This is an automated email from the ASF dual-hosted git repository.

stigahuang pushed a commit to branch master
in repository https://gitbox.apache.org/repos/asf/impala.git

commit 839a25c89b5620e8bdc37383c8512d912fcb5d0f
Author: Yida Wu <wydbaggio...@gmail.com>
AuthorDate: Fri Dec 9 18:53:47 2022 -0800

    IMPALA-11786: Preserve memory for codegen cache
    
    IMPALA-11470 adds support for codegen cache, however the admission
    controller is not aware of the memory usage of the codegen cache,
    while the codegen cache is actually using the memory quota from
    the query memory. It could result in query failures when running
    heavy workloads and admission controller has fully admitted queries.
    
    This patch subtracts the codegen cache capacity from the admission
    memory limit during initialization, therefore preserving the memory
    consumption of codegen cache from the beginning, and treating it as
    a separate memory independent to the query memory reservation.
    
    Also reduces the max codegen cache memory from 20 percent to 10
    percent, and changes some failed testcases due to the reduction of
    the admit memory limit.
    
    Tests:
    Passed exhaustive tests.
    
    Change-Id: Iebdc04ba1b91578d74684209a11c815225b8505a
    Reviewed-on: http://gerrit.cloudera.org:8080/19377
    Reviewed-by: Impala Public Jenkins <impala-public-jenk...@cloudera.com>
    Tested-by: Impala Public Jenkins <impala-public-jenk...@cloudera.com>
---
 be/src/runtime/exec-env.cc                        | 53 +++++++++++++----------
 tests/custom_cluster/test_admission_controller.py |  4 +-
 tests/custom_cluster/test_executor_groups.py      |  5 ++-
 tests/custom_cluster/test_jvm_mem_tracking.py     |  3 +-
 4 files changed, 40 insertions(+), 25 deletions(-)

diff --git a/be/src/runtime/exec-env.cc b/be/src/runtime/exec-env.cc
index 5b0a95742..3c57abdd3 100644
--- a/be/src/runtime/exec-env.cc
+++ b/be/src/runtime/exec-env.cc
@@ -169,8 +169,8 @@ DEFINE_string(metrics_webserver_interface, "",
 const static string DEFAULT_FS = "fs.defaultFS";
 
 // The max percentage that the codegen cache can take from the total process 
memory.

# Work to do:
[A] Answer these about the codegen cache commit, one answer per line, marked as the questions are:
(i) Which earlier change added support for the codegen cache?
(ii) The maximum codegen cache memory is reduced from what percentage to what percentage?
(iii) How many files does the commit change?
[B] Write the next part of the codegen cache commit's diff, starting right after the comment about the maximum share of total process memory the codegen cache can take.

# Dataset:
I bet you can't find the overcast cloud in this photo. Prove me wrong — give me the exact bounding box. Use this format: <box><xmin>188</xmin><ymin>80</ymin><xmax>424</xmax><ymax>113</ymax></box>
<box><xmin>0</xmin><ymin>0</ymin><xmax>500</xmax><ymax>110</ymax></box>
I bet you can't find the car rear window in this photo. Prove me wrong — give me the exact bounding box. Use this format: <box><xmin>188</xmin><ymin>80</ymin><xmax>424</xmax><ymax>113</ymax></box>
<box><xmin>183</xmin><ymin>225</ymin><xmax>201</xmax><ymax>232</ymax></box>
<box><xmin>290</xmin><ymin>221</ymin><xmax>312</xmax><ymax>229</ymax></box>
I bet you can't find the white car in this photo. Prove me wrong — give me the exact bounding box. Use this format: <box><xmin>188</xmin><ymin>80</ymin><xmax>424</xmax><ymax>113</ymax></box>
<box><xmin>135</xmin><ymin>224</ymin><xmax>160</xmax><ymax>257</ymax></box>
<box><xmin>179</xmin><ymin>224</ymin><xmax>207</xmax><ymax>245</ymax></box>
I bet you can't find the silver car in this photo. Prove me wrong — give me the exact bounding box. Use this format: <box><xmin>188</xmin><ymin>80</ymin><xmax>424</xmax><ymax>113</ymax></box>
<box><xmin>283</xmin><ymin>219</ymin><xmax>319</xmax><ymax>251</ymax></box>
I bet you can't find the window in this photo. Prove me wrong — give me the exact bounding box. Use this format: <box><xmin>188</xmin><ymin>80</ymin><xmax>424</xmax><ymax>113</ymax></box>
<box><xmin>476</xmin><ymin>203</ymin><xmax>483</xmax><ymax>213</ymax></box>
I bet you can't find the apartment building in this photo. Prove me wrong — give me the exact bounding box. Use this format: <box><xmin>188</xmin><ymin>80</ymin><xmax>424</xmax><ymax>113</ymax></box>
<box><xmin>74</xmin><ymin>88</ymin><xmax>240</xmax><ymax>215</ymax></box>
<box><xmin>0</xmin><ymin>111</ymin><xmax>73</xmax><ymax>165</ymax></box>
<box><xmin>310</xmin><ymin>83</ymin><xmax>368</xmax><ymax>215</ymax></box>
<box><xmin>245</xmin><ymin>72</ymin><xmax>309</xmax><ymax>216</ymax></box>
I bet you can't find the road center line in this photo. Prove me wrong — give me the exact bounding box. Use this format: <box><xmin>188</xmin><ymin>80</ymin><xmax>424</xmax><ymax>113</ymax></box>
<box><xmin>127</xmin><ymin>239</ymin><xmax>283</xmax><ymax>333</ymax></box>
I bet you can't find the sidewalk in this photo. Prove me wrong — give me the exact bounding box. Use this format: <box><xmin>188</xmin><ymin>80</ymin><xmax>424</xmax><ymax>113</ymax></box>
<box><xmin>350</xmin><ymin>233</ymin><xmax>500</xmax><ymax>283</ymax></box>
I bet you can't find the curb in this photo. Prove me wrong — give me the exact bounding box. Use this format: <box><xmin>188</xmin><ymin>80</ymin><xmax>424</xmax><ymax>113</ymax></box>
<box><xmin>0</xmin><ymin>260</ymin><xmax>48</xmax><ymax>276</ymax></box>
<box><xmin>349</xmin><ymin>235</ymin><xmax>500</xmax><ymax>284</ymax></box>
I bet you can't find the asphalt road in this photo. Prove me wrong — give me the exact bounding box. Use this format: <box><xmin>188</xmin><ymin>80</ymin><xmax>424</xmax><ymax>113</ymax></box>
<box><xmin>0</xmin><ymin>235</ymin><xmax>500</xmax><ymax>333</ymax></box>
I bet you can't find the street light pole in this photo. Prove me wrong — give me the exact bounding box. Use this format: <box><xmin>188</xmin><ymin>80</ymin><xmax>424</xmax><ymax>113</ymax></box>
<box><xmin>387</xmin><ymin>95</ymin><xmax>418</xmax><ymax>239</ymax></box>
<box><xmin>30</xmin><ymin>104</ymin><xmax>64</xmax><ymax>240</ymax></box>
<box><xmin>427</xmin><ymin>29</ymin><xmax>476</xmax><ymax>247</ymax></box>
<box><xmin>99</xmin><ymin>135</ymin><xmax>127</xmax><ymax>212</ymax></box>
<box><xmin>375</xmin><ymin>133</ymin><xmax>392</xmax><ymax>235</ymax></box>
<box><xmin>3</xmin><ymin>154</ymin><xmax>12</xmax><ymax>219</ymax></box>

# Solved problems:
[A]
(i) IMPALA-11470
(ii) From 20 percent to 10 percent
(iii) 4 files

[B]
-// The value is set to 20%.
-const double MAX_CODEGEN_CACHE_MEM_PERCENT = 0.2;
+// The value is set to 10%.
+const double MAX_CODEGEN_CACHE_MEM_PERCENT = 0.1;
 
 // The multiplier for how many queries a dedicated coordinator can run 
compared to an
 // executor. This is only effective when using non-default settings for 
executor groups
@@ -332,7 +332,35 @@ Status ExecEnv::Init() {
     }
   }
 
-  bool is_percent;
+  bool is_percent = false;
+  int64_t codegen_cache_capacity =
+      ParseUtil::ParseMemSpec(FLAGS_codegen_cache_capacity, &is_percent, 0);
+  if (codegen_cache_capacity > 0) {
+    // If codegen_cache_capacity is larger than 0, the number should not be a 
percentage.
+    DCHECK(!is_percent);
+    int64_t codegen_cache_limit = admit_mem_limit_ * 
MAX_CODEGEN_CACHE_MEM_PERCENT;
+    DCHECK(codegen_cache_limit > 0);
+    if (codegen_cache_capacity > codegen_cache_limit) {
+      LOG(INFO) << "CodeGen Cache capacity changed from "
+                << PrettyPrinter::Print(codegen_cache_capacity, TUnit::BYTES) 
<< " to "
+                << PrettyPrinter::Print(codegen_cache_limit, TUnit::BYTES)
+                << " due to reaching the limit.";
+      codegen_cache_capacity = codegen_cache_limit;
+    }
+    codegen_cache_.reset(new CodeGenCache(metrics_.get()));
+    RETURN_IF_ERROR(codegen_cache_->Init(codegen_cache_capacity));
+    LOG(INFO) << "CodeGen Cache initialized with capacity "
+              << PrettyPrinter::Print(codegen_cache_capacity, TUnit::BYTES);
+    // Preserve the memory for codegen cache.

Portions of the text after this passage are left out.